— Exercise set —
A. Rewrite the part of the ownership strategy article starting with "As a multinational" and going on through "(Gomes-Casseres 1989, 1990).", putting "local authority" in place of "host government".
B. According to the ownership strategy article, in how many foreign countries and over how many years did the present study examine Japanese manufacturing MNCs?

Academic journal article Management International Review

Ownership Strategy for a Foreign Affiliate: An Empirical Investigation of Japanese Firms

Academic journal article Management International Review

Ownership Strategy for a Foreign Affiliate: An Empirical Investigation of Japanese Firms

Article excerpt

As a multinational corporation (MNC) establishes its affiliate in a foreign market, it has two options in determining the affiliate's ownership structure; full ownership (wholly-owned subsidiary) and shared ownership (equity joint venture). Generally, the choice of ownership structure for an affiliate depends on the MNC's strategy and on the costs of alternative ways of implementing the strategy (Gomes-Casseres 1989). Since the choice usually involves a two step process, namely, the determination of the MNC's preference, and the negotiation process with a suitable host government, the realized outcome depends on the interaction between these two factors (Gomes-Casseres 1989, 1990).

Transaction cost arguments have been successfully applied in previous studies investigating the MNC preference for ownership structure for its foreign affiliate (Anderson and Gatignon 1986, Gatignon and Anderson 1988, Hennart 1988, 1991, Kogut and Singh 1988a, 1988b, Kim and Hwang 1992). They posit that the choice between full and shared ownership depends on the relative costs and benefits of the two alternative ownership structures. However, though most transaction cost-based studies recognize the impact of host government restrictions on such choices, they have rarely investigated the impact explicitly in an empirical setting. In reality, such restrictions can induce an MNC to select a shared ownership structure in instance where transaction cost analysis would suggest a full ownership structure. Gomes-Casseres (1989, 1990) has complemented the transaction cost-based studies by empirically investigating the impact of host government restrictions with a model that integrates both the transaction cost and the bargaining power approaches.

The present study builds upon prior research by examining the choice of foreign ownership structure by Japanese manufacturing MNCs in 36 foreign countries over a period of 23 years. This study offers the first large sample study of the factors which affect the choice of foreign ownership structure by non-U.S. MNCs in a global setting, unlike previous studies which have investigated the ownership policies of U.S. MNCs in foreign markets (Gatignon and Anderson 1988, Gomes-Casseres 1989, 1990, Kim and Hwang 1992) or those of foreign (non-U.S.) MNCs in the U.S. (Kogut and Singh 1988a, Hennart 1991).

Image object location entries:
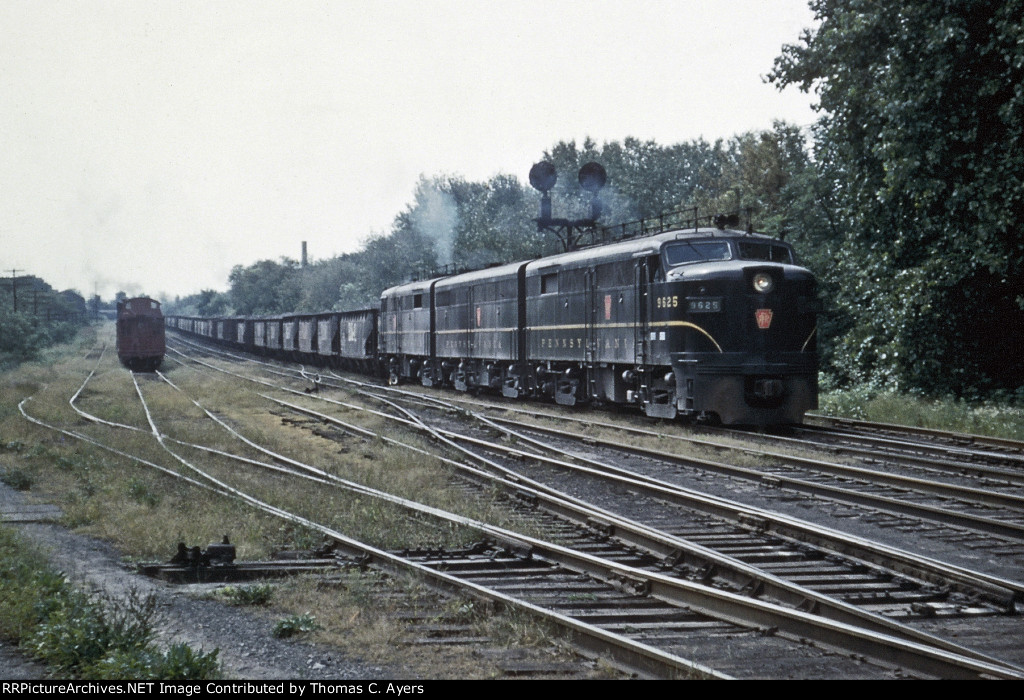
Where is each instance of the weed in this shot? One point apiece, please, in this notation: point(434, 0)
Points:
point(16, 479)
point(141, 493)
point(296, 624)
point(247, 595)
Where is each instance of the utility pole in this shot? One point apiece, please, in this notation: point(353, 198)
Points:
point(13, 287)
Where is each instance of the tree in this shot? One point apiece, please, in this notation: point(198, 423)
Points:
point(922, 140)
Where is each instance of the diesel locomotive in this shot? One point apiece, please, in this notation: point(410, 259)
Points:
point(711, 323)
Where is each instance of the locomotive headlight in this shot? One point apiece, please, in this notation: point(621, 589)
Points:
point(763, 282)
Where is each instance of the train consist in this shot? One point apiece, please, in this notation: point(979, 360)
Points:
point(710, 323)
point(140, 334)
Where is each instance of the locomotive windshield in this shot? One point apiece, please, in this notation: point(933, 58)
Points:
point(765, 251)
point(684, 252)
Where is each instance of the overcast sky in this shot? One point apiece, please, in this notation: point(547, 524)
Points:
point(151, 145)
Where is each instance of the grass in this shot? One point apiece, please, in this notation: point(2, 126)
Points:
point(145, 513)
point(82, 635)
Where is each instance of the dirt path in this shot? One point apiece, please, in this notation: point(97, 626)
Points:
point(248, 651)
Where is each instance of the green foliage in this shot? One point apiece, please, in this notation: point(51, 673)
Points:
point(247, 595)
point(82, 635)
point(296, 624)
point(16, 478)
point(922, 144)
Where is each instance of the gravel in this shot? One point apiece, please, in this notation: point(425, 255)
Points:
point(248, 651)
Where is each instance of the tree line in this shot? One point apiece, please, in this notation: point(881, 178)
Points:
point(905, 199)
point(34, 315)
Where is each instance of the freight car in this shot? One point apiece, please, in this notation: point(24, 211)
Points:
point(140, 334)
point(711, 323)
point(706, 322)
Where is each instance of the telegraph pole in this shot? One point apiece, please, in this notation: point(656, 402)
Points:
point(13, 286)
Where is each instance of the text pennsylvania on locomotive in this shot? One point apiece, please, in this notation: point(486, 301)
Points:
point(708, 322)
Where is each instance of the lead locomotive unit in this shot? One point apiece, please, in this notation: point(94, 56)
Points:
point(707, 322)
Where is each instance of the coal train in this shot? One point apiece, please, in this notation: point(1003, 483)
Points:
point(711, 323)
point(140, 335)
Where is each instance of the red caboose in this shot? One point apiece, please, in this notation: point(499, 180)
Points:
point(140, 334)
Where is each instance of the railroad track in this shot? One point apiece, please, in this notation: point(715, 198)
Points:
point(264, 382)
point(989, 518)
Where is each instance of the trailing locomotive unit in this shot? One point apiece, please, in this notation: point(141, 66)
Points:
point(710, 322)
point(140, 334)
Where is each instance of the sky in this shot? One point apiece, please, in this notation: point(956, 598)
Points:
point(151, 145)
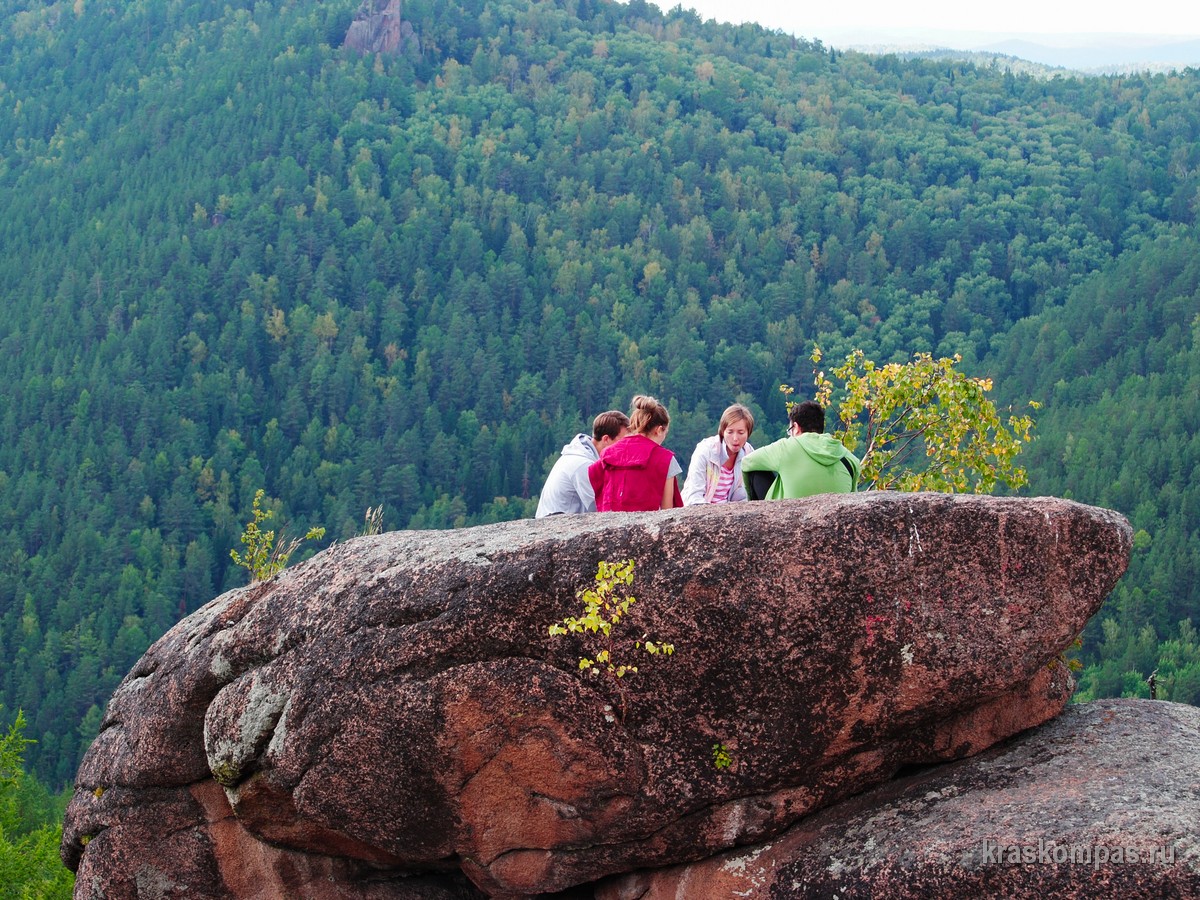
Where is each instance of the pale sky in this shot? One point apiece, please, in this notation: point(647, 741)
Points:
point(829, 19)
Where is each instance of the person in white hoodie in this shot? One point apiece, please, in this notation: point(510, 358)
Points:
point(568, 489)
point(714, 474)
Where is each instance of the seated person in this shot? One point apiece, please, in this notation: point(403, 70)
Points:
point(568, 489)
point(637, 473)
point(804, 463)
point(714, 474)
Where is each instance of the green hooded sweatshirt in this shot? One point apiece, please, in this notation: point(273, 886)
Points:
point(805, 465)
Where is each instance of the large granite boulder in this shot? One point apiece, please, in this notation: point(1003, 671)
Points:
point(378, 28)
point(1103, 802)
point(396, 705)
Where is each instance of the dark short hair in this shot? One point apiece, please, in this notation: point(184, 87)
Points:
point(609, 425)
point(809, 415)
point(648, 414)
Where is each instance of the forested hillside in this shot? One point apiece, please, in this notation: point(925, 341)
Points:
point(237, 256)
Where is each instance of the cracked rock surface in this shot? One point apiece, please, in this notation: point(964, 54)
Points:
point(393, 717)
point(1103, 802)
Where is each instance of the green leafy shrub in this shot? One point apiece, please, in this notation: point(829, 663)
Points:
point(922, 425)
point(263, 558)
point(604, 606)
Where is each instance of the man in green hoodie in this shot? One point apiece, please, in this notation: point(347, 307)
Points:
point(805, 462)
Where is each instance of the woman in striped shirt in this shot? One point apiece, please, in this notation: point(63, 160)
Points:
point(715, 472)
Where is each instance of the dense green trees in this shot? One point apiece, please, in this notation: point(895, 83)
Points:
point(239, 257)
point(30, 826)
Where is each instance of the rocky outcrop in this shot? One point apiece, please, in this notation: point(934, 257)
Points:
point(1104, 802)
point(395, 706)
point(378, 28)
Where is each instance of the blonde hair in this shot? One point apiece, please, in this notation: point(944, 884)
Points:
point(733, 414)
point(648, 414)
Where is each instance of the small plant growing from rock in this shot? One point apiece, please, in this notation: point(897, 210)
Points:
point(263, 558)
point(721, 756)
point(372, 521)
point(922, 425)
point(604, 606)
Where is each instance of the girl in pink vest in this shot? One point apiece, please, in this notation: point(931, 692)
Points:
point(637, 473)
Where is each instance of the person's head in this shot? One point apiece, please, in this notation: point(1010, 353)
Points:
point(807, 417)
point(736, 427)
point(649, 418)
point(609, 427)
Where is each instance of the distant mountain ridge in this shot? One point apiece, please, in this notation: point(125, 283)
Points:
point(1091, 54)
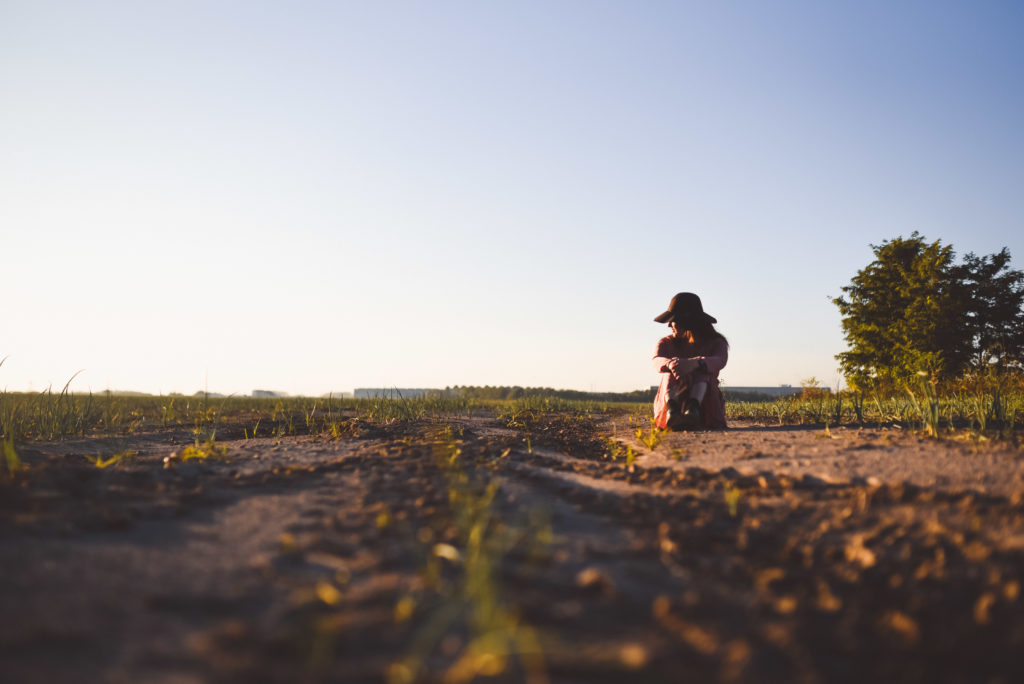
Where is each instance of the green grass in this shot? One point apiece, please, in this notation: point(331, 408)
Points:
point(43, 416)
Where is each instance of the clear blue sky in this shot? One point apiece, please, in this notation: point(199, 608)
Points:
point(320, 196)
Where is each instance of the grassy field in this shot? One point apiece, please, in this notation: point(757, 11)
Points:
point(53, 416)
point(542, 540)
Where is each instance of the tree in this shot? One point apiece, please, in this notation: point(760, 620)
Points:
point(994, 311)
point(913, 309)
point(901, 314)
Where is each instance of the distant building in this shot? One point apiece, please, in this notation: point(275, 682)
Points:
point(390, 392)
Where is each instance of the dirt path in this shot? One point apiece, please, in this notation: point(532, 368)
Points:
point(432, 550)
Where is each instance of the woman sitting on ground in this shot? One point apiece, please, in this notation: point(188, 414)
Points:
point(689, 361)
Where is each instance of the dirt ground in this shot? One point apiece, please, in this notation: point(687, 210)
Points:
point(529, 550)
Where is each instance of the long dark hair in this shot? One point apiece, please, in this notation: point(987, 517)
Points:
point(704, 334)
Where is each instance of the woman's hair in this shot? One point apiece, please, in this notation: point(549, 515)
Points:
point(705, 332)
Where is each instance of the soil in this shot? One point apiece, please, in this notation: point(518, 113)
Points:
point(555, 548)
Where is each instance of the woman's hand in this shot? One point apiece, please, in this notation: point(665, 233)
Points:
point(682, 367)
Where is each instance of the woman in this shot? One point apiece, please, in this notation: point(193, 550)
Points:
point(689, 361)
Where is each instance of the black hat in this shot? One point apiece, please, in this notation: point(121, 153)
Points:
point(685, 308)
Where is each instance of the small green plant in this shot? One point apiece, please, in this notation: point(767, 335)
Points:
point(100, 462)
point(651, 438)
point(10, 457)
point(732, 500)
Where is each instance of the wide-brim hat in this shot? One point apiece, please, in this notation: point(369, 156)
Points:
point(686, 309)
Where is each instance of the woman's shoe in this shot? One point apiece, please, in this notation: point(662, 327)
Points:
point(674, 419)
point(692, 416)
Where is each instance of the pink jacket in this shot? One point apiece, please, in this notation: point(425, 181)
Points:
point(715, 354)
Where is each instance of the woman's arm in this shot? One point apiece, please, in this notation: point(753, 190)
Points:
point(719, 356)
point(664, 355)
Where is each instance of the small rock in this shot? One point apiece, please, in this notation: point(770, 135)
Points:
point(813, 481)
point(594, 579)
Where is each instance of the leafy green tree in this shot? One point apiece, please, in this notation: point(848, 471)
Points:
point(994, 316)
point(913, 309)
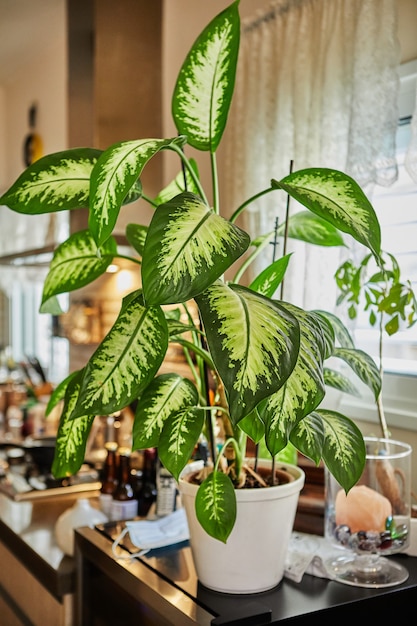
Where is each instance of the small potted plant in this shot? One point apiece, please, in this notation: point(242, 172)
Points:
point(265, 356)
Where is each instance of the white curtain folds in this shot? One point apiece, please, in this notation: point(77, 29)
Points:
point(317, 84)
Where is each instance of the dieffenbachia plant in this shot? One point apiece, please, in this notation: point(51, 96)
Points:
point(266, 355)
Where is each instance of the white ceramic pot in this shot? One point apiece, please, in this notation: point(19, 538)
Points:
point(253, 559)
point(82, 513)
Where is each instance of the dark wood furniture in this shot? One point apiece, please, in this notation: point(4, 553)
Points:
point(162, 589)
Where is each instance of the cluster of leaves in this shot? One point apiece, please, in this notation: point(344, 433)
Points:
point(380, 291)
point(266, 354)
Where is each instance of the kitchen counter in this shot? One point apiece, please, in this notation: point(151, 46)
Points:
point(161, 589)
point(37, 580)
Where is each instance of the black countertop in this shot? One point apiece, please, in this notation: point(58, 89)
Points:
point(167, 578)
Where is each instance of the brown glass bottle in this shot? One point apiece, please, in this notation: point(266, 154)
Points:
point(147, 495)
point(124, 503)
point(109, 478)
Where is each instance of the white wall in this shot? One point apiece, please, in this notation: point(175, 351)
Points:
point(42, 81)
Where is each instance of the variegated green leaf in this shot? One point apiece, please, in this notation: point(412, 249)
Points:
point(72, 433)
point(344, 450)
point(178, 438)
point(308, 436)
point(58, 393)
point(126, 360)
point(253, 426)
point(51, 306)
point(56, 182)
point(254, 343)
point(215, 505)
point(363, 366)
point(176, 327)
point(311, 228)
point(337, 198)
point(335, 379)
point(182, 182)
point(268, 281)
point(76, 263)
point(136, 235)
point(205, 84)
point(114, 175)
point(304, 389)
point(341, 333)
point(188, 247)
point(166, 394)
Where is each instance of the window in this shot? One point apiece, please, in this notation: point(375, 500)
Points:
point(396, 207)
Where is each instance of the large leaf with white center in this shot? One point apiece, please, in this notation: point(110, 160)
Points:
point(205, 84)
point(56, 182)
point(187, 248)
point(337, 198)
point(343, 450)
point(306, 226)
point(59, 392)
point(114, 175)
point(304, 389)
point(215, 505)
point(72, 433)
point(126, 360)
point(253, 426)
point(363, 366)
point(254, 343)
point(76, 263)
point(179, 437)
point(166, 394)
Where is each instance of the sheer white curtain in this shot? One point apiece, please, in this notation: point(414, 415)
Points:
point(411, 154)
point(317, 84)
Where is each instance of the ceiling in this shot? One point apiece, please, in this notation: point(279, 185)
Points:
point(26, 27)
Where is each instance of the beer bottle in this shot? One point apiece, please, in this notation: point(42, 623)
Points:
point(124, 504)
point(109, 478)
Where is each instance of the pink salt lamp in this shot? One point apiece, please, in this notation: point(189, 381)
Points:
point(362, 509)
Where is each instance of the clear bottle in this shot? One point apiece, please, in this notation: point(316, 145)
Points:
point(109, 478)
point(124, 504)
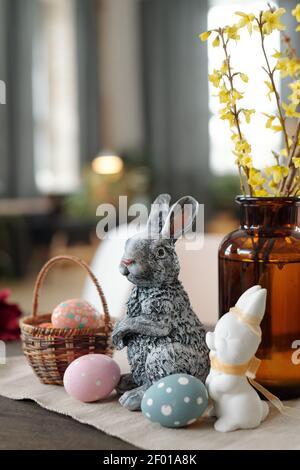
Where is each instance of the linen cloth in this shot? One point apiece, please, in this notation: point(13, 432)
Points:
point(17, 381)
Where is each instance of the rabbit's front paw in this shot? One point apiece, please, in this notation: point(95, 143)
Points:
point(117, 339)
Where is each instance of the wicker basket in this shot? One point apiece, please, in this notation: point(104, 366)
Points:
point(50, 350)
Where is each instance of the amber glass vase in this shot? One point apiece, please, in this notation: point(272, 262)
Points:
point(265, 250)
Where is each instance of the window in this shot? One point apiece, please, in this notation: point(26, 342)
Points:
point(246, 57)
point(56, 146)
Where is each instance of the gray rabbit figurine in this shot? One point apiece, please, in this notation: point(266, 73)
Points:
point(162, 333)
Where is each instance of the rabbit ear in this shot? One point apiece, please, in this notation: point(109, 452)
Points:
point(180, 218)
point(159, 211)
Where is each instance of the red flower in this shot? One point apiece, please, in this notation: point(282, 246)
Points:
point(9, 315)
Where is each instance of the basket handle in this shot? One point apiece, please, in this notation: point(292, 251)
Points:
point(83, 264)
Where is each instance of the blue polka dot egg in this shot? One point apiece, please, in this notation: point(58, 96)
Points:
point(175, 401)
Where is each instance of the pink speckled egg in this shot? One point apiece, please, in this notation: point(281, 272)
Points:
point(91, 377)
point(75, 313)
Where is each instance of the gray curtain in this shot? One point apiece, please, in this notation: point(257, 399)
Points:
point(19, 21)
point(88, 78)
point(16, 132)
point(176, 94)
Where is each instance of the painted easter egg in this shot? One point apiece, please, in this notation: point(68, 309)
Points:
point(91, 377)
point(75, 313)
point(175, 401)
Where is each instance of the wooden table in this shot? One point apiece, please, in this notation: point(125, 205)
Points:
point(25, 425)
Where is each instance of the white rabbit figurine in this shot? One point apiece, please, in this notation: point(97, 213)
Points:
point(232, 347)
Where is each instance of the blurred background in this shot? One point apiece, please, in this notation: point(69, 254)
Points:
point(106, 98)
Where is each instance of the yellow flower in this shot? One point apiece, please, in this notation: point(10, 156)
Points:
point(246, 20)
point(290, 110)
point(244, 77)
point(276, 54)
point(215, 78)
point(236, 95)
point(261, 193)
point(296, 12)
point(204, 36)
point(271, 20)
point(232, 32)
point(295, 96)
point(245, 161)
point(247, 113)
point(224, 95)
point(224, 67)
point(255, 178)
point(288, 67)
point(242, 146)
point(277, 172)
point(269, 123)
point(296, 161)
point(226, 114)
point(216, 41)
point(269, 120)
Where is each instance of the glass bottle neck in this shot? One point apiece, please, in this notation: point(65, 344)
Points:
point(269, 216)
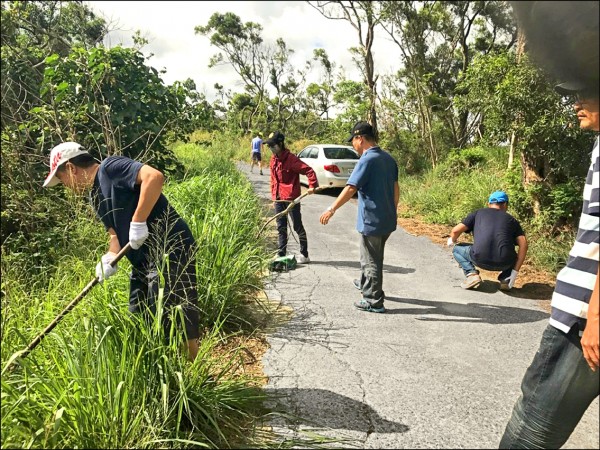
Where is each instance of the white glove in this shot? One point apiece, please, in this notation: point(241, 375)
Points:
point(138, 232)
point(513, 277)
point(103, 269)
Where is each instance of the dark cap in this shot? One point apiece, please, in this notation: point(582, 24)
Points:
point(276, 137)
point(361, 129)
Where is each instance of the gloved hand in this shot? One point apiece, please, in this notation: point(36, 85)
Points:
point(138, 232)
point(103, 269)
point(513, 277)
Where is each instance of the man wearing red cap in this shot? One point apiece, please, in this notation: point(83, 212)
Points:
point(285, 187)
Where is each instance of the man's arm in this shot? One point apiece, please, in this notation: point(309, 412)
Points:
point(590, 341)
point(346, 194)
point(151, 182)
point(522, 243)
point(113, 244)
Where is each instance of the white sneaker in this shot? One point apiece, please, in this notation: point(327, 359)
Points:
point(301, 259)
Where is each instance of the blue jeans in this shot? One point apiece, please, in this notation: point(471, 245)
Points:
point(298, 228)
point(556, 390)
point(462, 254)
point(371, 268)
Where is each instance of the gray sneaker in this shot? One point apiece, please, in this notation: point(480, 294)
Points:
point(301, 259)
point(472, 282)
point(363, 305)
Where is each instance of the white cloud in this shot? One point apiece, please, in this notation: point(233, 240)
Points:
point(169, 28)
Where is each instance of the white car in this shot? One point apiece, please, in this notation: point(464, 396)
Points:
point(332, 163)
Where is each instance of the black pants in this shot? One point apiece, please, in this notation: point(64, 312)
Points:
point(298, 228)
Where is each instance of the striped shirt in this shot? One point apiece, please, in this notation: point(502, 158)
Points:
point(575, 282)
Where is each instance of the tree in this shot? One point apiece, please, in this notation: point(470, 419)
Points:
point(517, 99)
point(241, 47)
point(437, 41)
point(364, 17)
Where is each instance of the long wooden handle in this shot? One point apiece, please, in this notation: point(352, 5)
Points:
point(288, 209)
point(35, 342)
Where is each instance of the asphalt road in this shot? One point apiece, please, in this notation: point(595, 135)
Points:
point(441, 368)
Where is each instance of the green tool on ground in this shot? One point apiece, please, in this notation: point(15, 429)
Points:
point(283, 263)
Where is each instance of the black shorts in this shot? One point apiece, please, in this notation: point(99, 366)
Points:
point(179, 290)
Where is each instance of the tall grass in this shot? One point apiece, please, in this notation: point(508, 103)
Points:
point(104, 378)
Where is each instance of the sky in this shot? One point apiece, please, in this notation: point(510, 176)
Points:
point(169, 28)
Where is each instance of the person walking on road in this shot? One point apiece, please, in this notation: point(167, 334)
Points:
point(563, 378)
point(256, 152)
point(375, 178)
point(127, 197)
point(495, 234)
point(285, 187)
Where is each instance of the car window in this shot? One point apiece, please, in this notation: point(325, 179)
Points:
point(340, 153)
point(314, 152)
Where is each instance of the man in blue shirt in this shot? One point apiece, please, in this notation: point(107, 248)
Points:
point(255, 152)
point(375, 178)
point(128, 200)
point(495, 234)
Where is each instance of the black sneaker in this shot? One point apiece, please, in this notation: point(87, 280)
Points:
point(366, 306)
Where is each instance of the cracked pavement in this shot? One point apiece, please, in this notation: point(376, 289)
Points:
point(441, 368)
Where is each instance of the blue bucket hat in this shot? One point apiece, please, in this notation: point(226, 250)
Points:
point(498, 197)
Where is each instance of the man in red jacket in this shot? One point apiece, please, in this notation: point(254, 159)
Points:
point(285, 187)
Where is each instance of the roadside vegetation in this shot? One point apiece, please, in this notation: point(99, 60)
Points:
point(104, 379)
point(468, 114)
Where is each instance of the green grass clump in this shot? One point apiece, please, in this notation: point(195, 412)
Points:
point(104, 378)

— Task-by-task answers —
A.
As a multinational corporation (MNC) establishes its affiliate in a foreign market, it has two options in determining the affiliate's ownership structure; full ownership (wholly-owned subsidiary) and shared ownership (equity joint venture). Generally, the choice of ownership structure for an affiliate depends on the MNC's strategy and on the costs of alternative ways of implementing the strategy (Gomes-Casseres 1989). Since the choice usually involves a two step process, namely, the determination of the MNC's preference, and the negotiation process with a suitable local authority, the realized outcome depends on the interaction between these two factors (Gomes-Casseres 1989, 1990).

B. 36 foreign countries over 23 years